Task objective
Please output the entries below without altering a single character.

Data for processing

::::::

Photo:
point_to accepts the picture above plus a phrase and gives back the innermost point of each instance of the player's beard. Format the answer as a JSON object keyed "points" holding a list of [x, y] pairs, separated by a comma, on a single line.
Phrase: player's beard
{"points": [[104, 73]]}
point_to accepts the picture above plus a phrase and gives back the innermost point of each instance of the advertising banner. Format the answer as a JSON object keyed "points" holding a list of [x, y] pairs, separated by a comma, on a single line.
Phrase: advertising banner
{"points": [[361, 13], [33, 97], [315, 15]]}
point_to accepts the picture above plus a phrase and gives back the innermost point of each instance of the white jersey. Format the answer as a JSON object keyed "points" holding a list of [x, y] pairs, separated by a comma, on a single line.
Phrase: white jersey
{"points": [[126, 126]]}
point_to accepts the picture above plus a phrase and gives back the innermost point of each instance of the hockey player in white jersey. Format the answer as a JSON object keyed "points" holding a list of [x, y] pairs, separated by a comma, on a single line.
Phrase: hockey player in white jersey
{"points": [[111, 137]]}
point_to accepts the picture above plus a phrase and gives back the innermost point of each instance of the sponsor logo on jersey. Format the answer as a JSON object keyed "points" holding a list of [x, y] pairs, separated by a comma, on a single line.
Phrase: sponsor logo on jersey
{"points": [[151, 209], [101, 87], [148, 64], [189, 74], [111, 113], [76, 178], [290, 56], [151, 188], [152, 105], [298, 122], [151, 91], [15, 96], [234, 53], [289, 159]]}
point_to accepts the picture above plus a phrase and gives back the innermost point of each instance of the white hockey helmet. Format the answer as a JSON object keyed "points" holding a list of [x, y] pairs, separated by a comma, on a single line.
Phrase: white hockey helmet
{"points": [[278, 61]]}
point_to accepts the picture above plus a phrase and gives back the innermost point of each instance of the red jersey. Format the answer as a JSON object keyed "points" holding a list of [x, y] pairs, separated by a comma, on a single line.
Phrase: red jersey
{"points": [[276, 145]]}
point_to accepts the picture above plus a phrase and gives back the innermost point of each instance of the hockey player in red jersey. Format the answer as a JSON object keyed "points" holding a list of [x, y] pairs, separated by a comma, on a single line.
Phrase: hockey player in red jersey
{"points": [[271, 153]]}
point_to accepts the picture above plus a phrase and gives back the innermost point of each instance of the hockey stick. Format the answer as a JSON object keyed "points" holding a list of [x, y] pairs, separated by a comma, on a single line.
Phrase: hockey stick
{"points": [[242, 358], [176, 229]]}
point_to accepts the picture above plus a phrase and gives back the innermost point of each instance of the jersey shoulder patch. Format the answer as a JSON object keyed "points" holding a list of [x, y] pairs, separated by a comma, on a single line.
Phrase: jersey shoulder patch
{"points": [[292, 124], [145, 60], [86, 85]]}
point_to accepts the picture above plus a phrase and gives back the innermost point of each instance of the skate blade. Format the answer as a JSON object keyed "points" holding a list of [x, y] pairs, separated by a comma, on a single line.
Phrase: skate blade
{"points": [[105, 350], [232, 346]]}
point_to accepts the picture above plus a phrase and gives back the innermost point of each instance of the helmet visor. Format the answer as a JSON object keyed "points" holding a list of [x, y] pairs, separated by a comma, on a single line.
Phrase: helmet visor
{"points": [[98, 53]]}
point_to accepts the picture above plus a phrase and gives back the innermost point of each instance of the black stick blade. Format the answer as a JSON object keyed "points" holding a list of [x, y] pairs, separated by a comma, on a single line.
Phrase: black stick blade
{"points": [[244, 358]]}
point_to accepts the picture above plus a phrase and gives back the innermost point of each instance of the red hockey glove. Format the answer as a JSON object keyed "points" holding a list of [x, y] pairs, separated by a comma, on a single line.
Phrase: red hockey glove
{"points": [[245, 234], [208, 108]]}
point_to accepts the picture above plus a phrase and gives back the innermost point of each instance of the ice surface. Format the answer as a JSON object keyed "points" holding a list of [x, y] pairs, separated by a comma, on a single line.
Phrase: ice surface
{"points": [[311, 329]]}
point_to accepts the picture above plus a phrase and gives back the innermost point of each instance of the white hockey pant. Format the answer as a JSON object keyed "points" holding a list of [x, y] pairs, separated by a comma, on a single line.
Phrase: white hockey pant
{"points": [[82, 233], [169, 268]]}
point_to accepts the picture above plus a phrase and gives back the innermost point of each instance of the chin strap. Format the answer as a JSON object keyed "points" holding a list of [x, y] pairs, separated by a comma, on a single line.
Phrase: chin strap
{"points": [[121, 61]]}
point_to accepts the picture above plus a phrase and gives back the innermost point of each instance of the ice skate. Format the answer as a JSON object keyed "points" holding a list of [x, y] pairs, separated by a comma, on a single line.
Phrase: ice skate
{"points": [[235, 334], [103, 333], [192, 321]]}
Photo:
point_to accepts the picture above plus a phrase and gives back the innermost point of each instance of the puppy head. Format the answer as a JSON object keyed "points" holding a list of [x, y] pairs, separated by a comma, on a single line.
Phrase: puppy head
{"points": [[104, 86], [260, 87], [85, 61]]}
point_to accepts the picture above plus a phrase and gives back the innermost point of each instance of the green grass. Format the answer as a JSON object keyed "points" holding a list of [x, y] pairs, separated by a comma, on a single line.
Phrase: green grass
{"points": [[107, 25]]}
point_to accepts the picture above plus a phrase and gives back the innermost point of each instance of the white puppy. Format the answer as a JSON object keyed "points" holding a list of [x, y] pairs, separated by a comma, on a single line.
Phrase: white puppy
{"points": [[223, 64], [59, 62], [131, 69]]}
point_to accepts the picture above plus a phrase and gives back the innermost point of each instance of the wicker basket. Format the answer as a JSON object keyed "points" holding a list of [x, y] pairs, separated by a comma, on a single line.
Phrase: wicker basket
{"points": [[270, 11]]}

::::::

Written solution
Photo:
point_to accepts the picture above plus a phrase and gives back the innermost point of each instance of the player's beard. Format the answer as a JSON object keyed "points" holding a list of [x, y] pairs, separated by a comma, on a single line.
Phrase: player's beard
{"points": [[104, 73]]}
point_to accepts the picture above plus a phrase and gives back the innermost point of each instance of the advertising banner. Format the answer as a JSON object keyed "points" holding a list of [x, y] pairs, separated by a comma, on a single line.
Phrase: advertising banner
{"points": [[361, 13], [33, 97], [315, 15]]}
point_to accepts the picture above plus a phrase and gives back the innermost point of each instance of the white jersey. Format the answer as a JSON object keyed "points" holding a list of [x, y] pairs, separated by a comma, on a single line.
Phrase: white jersey
{"points": [[126, 126]]}
point_to accepts the picture above plus a phrase and gives back the innermost point of each instance of the hockey player in white jersey. Format the answer as a JSON object keyed "points" holding a list of [x, y] pairs, separated by a comma, on a single line.
Phrase: hockey player in white jersey
{"points": [[111, 137]]}
point_to accepts the picture above plus a phrase and gives back the innermost point of each instance of the sponsor logo on jersey. Format the answer as a JSON object keyed "points" holding a list of [x, y] pairs, separated by a comma, on a single line.
Phrase: sponsor logo on jersey
{"points": [[151, 209], [101, 87], [148, 64], [189, 74], [111, 113], [76, 178], [290, 56], [151, 188], [152, 105], [298, 122], [151, 91], [15, 96], [234, 53], [289, 159]]}
point_to accepts the picture above plus a phrase and gives back the innermost point of each instance of the white hockey helmet. Format the answer as a JSON object keyed "points" holding a list of [x, y] pairs, separated by a comma, on a single line.
Phrase: white hockey helmet
{"points": [[278, 61]]}
point_to accepts the picture above plus a phrase and gives back the innermost point of each instance of the red jersey. Format the answer as a JSON object keyed "points" holding a list of [x, y] pairs, separated by a comma, on a single line.
Phrase: red jersey
{"points": [[276, 145]]}
point_to accepts the picture above plus a phrase and gives back the innermost point of each instance of the hockey player in red jersey. Format the answer as a JSON object keyed "points" holding a list of [x, y] pairs, separated by a comma, on a single line.
Phrase: hockey player in red jersey
{"points": [[271, 153]]}
point_to accepts the picture above plus a phrase and gives back the innermost point of each instance of the hockey stick. Format the answer as a JSON object keyed "points" holding a list of [x, y] pairs, separated by a comma, on a single line.
Phrase: hockey stick
{"points": [[242, 358], [176, 229]]}
point_to accepts the picture above plus a phrase and gives back the innermost point of each instance of the jersey shoulder patch. Format the answer as a JSON object keyed "points" holding a list of [x, y] pairs, separated by a comma, on a single line.
Phrase: jersey shoulder patch
{"points": [[292, 124], [145, 60], [86, 85]]}
point_to accepts the picture above plus a phrase and gives back the innermost point of each instance of the skate blade. Format the answer as a JSON object keyed "points" holding a list of [x, y] pairs, separated by a comma, on a single line.
Phrase: skate blade
{"points": [[105, 350], [232, 346]]}
point_to accepts the picture above plus a phrase and gives back the innermost point of each instance of the helmet visor. Format the answer as a JSON object keyed "points" holding a list of [x, y] pairs, separated by a comma, on a single line.
Phrase: helmet visor
{"points": [[98, 53]]}
point_to accepts the picture above plus a phrase and gives back the innermost point of each instance of the black stick blade. Format the answer as a JSON object keyed "points" holding a list of [x, y] pairs, separated by a comma, on a single line.
Phrase: black stick blade
{"points": [[244, 358]]}
point_to accepts the picture above plus a phrase and gives back the innermost point of each instance of the red hockey glove. Format the answer as a JSON object keyed "points" holding a list of [x, y] pairs, separated by a comma, on a single line.
Phrase: red hockey glove
{"points": [[245, 234], [208, 108]]}
point_to accepts the picture above plus a phrase and gives back the innermost point of each instance of the ice surface. Format the answer as a JSON object keyed "points" holding a list of [x, y] pairs, separated by a comma, on a single line.
Phrase: ice surface
{"points": [[311, 329]]}
point_to accepts the picture above plus a phrase and gives back the innermost point of each instance of the white hockey pant. Format the answer as a JSON object keyed "points" holding a list of [x, y] pairs, separated by a comma, on a single line.
Phrase: white hockey pant
{"points": [[82, 233], [169, 268]]}
point_to accepts the picture above plus a phrase and gives back the innermost point of each instance of the chin strap. Format the answer as a JSON object keyed "points" holding a list of [x, y] pairs, separated by a comma, on a single line.
Phrase: chin strap
{"points": [[121, 61]]}
point_to accepts the picture above plus a phrase and gives back the innermost point of each instance of the ice skate. Format the answer as a JSON object keyed "points" holding a list of [x, y] pairs, separated by a comma, on a single line.
Phrase: ice skate
{"points": [[235, 334], [103, 333], [192, 321]]}
Photo:
point_to accepts the picture above plus a phrase and gives back the innermost point of each instance of the puppy head. Format the answer as a JSON object keyed "points" holding a list of [x, y] pairs, separated by a comma, on a single line.
Phrase: puppy head
{"points": [[104, 86], [260, 87], [85, 61]]}
point_to accepts the picture above plus a phrase and gives back the innermost point of each instance of the green grass. Format the answer as a JSON object keyed "points" holding a list of [x, y] pairs, separated by a comma, on a single line.
Phrase: green grass
{"points": [[107, 25]]}
point_to accepts the picture above plus a phrase and gives back the innermost point of each instance of the white puppy. Format the answer as a JSON object keyed "points" holding a list of [x, y] pairs, separated by a comma, on a single line.
Phrase: white puppy
{"points": [[223, 64], [59, 62], [131, 69]]}
point_to accepts the picture above plus a phrase and gives back the innermost point of each instance of the wicker basket. Format the answer as a JSON object keyed "points" holding a list of [x, y] pairs, separated by a comma, on a single line.
Phrase: wicker basket
{"points": [[270, 11]]}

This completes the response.